---------- DATA ----------
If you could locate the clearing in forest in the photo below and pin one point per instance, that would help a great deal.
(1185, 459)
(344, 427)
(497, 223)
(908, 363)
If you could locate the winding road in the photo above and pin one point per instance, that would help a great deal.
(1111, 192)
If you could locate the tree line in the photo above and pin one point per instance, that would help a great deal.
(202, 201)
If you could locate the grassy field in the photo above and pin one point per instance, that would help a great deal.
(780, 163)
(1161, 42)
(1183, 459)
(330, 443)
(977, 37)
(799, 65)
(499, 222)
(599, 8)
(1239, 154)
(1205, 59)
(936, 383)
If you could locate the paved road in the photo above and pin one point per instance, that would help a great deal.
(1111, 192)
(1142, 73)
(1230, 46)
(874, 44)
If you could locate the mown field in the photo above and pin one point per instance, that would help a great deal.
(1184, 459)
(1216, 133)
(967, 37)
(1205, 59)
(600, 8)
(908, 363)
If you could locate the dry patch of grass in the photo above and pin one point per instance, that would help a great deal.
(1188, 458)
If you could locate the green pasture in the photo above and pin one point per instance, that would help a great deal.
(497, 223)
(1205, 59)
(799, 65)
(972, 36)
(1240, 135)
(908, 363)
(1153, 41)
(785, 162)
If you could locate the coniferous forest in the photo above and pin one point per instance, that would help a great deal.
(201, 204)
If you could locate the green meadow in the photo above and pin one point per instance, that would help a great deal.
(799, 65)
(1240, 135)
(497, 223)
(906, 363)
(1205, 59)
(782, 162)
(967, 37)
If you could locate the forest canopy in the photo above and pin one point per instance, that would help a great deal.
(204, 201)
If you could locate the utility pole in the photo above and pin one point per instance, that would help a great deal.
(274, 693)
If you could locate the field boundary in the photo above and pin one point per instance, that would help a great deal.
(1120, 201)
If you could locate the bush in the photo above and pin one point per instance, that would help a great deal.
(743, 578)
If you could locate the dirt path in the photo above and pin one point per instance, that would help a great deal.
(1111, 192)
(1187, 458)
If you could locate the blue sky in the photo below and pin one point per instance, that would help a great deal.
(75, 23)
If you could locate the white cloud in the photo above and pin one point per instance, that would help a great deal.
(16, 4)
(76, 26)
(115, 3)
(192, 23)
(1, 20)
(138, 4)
----------
### [WHAT IS NEEDED]
Return each line of the data exactly as written above.

### [TASK RESPONSE]
If you could locate the clearing in forest in the photo below and pin one point per instance, that would help a great deal.
(1185, 459)
(344, 427)
(497, 223)
(908, 363)
If you could locate the winding road in the photo above and pin one point per instance, that would help a great deal.
(1111, 192)
If you could locate the tree line in the photo above and pin one point per instance, that would help a great deal.
(202, 201)
If you could locate the grassy field in the photo above and pin one point per instance, that would help a great deal.
(780, 163)
(1161, 42)
(1183, 459)
(330, 443)
(977, 37)
(799, 65)
(499, 222)
(599, 8)
(1239, 154)
(1205, 59)
(936, 383)
If you could locate the paved road in the photo above and pin one point per instance, that would help a great deal.
(1111, 192)
(1142, 73)
(1230, 46)
(874, 44)
If you could locate the mown field in the photo above and pin one point per instance, that would help a great deal.
(1184, 459)
(1216, 133)
(967, 37)
(1205, 59)
(600, 8)
(908, 363)
If you could locate the dry patch of grass in the photo above and pin one point per instance, that would help a great deal.
(1188, 458)
If you could locate the green pasture in the photo above and pin one point per instance, that would help a great deal.
(497, 223)
(1205, 59)
(799, 65)
(972, 36)
(1240, 135)
(908, 363)
(1153, 41)
(785, 162)
If you could locate the coniferous forest in the photo above and pin one point per instance, that would help a great deal.
(201, 204)
If you could locate the green meadow in the photo above and pin one point per instance, that would help a great deal.
(799, 65)
(1240, 135)
(497, 223)
(906, 363)
(1205, 59)
(782, 162)
(967, 37)
If you could locate the forest canopy in the photo above and pin one point per instance, that would help a great deal.
(204, 201)
If you could locate the utility pole in the photo above and pin one point per instance, that would help a great deal.
(274, 693)
If you could locate the field boundary in the photo above and pin one point per instance, that would help a great deal.
(1120, 201)
If you could locate the bush in the photo above and pin one point per instance, that would help a great deal.
(743, 578)
If you could locate the dirt path in the photo above and pin one point per instance, that would help a great deal.
(1111, 192)
(1187, 458)
If you could locate the blue sky in the photo below and pin one point per instance, that would help a great deal.
(75, 23)
If you could locate the white cloud in the photo above and pin one point per instance, that would help a great deal.
(16, 4)
(76, 26)
(115, 3)
(192, 23)
(1, 20)
(138, 4)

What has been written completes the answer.